■ TASK DETAILS ■
Return each line below that contains the word "fence".

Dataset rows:

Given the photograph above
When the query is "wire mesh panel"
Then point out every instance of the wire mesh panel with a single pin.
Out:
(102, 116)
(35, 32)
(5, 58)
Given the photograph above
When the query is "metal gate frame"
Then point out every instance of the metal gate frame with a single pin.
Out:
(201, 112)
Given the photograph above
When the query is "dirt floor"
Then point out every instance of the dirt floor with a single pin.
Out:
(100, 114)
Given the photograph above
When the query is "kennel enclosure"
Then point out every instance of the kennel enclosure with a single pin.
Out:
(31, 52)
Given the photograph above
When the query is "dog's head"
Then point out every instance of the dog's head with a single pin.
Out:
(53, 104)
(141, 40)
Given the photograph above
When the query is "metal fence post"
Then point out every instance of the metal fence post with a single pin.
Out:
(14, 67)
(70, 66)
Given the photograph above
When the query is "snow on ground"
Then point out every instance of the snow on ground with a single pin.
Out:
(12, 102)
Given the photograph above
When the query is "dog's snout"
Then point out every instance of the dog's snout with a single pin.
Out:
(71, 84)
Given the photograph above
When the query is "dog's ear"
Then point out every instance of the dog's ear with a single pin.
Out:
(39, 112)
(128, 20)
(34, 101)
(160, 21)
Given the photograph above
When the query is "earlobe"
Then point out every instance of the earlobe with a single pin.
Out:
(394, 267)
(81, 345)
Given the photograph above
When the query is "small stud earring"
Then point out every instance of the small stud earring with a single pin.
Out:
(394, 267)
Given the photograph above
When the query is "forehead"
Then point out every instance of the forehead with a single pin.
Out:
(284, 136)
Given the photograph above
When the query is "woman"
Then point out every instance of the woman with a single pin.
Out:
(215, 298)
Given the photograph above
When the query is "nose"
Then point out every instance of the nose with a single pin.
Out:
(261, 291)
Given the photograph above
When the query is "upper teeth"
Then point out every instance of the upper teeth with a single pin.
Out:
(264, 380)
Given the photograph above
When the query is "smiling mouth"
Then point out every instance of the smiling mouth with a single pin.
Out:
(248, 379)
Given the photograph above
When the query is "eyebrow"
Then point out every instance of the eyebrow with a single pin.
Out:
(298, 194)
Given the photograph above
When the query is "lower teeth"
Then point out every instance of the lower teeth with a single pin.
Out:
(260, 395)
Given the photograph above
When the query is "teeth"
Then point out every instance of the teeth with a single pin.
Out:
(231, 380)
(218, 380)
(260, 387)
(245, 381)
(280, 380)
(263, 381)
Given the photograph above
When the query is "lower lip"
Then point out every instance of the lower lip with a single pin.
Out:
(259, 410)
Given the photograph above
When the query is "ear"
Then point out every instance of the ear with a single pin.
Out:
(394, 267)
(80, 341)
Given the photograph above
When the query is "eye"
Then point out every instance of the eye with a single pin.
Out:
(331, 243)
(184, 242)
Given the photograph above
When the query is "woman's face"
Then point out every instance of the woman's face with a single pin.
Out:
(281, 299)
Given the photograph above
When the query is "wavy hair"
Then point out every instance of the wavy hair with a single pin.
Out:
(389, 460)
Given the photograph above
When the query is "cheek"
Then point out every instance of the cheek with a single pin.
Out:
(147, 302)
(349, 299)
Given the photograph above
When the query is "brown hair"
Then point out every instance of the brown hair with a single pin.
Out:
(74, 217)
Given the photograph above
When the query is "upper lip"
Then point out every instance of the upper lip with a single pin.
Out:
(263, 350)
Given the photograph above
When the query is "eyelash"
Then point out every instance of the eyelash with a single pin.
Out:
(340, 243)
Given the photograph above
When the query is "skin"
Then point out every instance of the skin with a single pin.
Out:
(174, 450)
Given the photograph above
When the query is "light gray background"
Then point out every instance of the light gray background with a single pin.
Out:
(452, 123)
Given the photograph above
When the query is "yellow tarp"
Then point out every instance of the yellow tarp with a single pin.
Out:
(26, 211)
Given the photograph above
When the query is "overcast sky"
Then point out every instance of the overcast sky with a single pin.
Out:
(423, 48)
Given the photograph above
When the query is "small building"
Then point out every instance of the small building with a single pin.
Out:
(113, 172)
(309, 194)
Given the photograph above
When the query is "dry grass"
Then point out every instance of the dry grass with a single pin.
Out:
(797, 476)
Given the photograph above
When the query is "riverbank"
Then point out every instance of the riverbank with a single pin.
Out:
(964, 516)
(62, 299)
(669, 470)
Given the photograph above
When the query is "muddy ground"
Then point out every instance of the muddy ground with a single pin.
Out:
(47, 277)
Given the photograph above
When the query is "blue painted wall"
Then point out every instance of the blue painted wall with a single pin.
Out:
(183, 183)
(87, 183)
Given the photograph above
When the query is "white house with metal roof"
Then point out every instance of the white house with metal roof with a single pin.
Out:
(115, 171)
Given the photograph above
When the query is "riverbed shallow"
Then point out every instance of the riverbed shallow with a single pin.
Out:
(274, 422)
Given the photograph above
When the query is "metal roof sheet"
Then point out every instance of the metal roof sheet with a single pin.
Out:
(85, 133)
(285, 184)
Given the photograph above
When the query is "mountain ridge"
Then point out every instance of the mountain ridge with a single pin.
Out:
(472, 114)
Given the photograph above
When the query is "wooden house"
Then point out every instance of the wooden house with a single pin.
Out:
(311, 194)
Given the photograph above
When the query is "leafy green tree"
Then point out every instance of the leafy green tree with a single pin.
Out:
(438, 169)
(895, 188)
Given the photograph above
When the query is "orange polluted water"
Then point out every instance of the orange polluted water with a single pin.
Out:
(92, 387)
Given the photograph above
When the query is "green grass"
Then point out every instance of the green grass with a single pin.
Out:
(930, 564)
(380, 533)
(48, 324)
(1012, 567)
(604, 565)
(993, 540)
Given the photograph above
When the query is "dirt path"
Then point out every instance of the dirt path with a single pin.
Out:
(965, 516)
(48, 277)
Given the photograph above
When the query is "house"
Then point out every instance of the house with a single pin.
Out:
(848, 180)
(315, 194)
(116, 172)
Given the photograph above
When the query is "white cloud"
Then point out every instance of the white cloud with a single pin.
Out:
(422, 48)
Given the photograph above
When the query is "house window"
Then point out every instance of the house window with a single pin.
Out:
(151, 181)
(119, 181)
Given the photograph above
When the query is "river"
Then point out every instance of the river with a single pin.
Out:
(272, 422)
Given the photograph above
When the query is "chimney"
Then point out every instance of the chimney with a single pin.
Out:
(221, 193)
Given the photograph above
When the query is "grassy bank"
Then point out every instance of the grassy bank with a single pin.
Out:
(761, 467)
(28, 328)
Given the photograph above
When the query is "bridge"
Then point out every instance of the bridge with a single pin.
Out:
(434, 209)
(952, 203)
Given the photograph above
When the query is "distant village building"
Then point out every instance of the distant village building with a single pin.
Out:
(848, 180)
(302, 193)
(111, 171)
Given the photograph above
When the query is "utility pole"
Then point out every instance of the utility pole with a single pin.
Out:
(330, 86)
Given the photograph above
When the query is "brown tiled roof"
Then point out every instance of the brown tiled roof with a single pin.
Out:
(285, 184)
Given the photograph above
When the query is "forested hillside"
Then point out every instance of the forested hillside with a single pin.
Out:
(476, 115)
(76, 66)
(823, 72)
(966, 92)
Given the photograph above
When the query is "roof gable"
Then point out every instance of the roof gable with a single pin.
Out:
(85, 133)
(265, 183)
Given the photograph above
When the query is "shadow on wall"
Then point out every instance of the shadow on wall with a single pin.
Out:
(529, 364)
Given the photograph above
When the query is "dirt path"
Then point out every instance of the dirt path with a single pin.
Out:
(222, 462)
* * *
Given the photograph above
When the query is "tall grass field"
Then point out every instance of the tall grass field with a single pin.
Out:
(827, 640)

■ SOLUTION TO THIS EXERCISE ■
When the query is "metal fence post"
Then point out every instance of the metal fence post with a single pin.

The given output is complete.